┌──

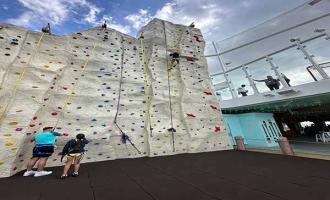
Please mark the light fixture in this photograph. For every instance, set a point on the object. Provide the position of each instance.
(319, 30)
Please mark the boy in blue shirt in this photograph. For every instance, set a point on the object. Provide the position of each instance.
(44, 147)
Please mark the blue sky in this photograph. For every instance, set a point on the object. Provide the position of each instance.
(218, 19)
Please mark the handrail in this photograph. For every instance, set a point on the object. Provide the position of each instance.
(269, 55)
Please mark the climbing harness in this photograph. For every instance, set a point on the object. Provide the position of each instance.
(124, 137)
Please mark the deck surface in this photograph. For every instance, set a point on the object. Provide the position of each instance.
(228, 175)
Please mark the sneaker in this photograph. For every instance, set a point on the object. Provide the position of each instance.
(75, 174)
(42, 173)
(29, 173)
(64, 176)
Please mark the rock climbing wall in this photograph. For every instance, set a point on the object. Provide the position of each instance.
(103, 83)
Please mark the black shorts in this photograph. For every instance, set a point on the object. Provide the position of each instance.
(43, 150)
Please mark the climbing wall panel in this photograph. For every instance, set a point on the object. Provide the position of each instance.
(103, 83)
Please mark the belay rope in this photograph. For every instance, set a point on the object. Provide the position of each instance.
(124, 136)
(147, 89)
(172, 130)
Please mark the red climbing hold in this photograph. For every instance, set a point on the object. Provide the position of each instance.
(190, 115)
(214, 107)
(197, 38)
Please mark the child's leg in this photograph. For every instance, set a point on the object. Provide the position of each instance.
(77, 164)
(67, 165)
(31, 163)
(42, 162)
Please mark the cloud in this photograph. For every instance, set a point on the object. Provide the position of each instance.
(56, 12)
(207, 15)
(115, 25)
(139, 19)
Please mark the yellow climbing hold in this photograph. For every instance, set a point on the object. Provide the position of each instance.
(13, 123)
(9, 143)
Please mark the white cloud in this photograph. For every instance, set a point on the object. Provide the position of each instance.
(115, 25)
(139, 19)
(56, 12)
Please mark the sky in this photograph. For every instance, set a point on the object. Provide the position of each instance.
(218, 19)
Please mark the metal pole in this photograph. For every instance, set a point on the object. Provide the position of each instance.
(223, 67)
(248, 76)
(311, 60)
(278, 74)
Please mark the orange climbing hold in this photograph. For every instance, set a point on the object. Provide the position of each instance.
(190, 115)
(9, 143)
(13, 123)
(214, 107)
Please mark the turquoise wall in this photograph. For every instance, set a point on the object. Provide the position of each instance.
(257, 129)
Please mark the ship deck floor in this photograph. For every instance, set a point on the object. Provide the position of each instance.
(228, 175)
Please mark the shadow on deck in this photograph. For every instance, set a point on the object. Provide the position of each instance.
(230, 175)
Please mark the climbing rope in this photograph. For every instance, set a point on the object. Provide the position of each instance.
(124, 136)
(22, 75)
(172, 130)
(147, 89)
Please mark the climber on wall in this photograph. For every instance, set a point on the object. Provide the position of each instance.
(104, 26)
(74, 150)
(46, 29)
(174, 58)
(44, 147)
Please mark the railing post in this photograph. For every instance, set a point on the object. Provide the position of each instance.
(310, 58)
(278, 74)
(285, 146)
(223, 67)
(248, 76)
(240, 143)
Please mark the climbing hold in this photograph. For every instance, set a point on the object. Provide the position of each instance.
(190, 115)
(208, 93)
(214, 107)
(13, 123)
(54, 113)
(9, 143)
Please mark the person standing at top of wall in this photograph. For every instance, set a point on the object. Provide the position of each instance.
(287, 80)
(44, 147)
(271, 83)
(46, 29)
(242, 90)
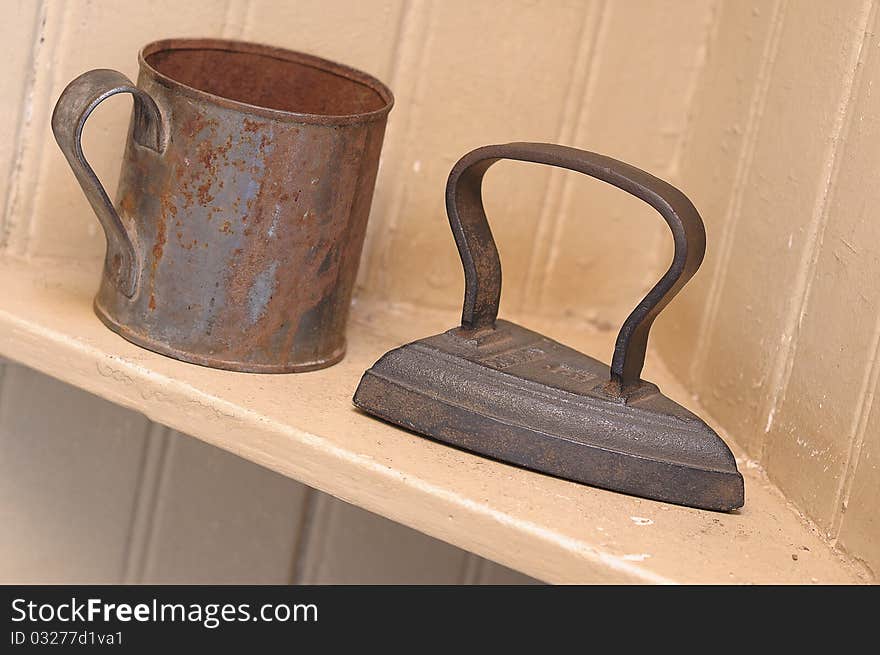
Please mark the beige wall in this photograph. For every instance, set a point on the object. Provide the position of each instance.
(778, 335)
(762, 111)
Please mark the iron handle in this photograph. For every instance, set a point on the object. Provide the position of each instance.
(482, 266)
(78, 100)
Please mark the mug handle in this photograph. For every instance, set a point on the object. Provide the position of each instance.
(74, 106)
(482, 266)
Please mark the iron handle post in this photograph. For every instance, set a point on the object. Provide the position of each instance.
(78, 100)
(482, 265)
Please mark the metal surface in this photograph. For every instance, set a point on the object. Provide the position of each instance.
(501, 390)
(242, 203)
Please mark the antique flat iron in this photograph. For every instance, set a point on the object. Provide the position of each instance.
(501, 390)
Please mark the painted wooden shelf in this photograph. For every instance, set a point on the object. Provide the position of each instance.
(305, 427)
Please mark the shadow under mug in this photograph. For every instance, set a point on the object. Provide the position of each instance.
(242, 204)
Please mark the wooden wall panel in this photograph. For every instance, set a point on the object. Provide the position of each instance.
(471, 74)
(606, 247)
(19, 32)
(714, 164)
(778, 335)
(53, 217)
(816, 419)
(762, 286)
(860, 529)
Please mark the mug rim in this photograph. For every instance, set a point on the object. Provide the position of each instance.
(275, 52)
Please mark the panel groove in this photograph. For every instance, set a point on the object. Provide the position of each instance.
(156, 497)
(550, 205)
(600, 37)
(780, 372)
(662, 256)
(734, 207)
(867, 395)
(414, 26)
(299, 564)
(14, 182)
(143, 513)
(712, 29)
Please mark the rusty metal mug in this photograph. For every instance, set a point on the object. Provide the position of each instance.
(242, 204)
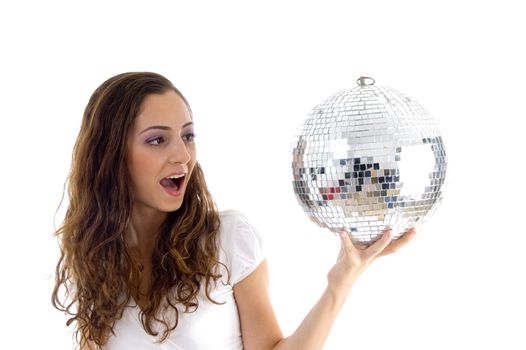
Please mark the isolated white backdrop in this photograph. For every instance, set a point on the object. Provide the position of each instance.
(252, 71)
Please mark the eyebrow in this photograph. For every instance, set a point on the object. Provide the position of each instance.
(162, 127)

└──

> Written task: Leave out the pictures, and extract exactly the lines from the one with "Please mark the mug handle" through the end of the records, both ends included.

> Exercise response:
Please mark the mug handle in this photograph. For every instance, set a point on the object. Provide the position of each instance.
(74, 106)
(482, 266)
Please mark the iron handle post in this photograph. For every instance, set a point on the object. Provide the position of each instance.
(78, 100)
(482, 265)
Please mark the metal surface in this photograph. For every instance, set a point on the object. Provide the position of each instance.
(501, 390)
(242, 203)
Please mark the antique flat iron in this photograph. For every instance, set a point on the object. Provide the position of each instance.
(501, 390)
Please mark the painted wooden shelf in this photograph. For every instance, set a point on the object. Provide the position of each instance.
(305, 427)
Please mark the shadow under mug in this photograph. For every instance, set a point on the object. Provide the position of each instance.
(242, 204)
Please mark the wooden wall panel in this photograph. For every instance, set a point on the object. Provide the position of each instance.
(471, 74)
(606, 247)
(19, 32)
(714, 164)
(778, 335)
(53, 217)
(816, 419)
(762, 286)
(860, 529)
Please mark the mug rim in this photograph. For every instance, set a point on the object. Provide the position of each instance.
(275, 52)
Please mark the panel groove in this photograph. For every instance, set a point on the object. Provide the position of each instance.
(156, 497)
(550, 205)
(600, 37)
(780, 372)
(662, 256)
(734, 207)
(867, 395)
(414, 26)
(299, 564)
(14, 182)
(143, 513)
(712, 29)
Please mark the rusty metal mug in this photograph. For every instance, set a point on the object. Provide the position of each instance.
(242, 204)
Please mark the isolated white backdrop in this photograph. For every instance, set a point on the object. Provide the position of each instance.
(252, 71)
Please mark the eyebrow in this photograph. For every instance, set a point on the object. Provide the position of each instance.
(162, 127)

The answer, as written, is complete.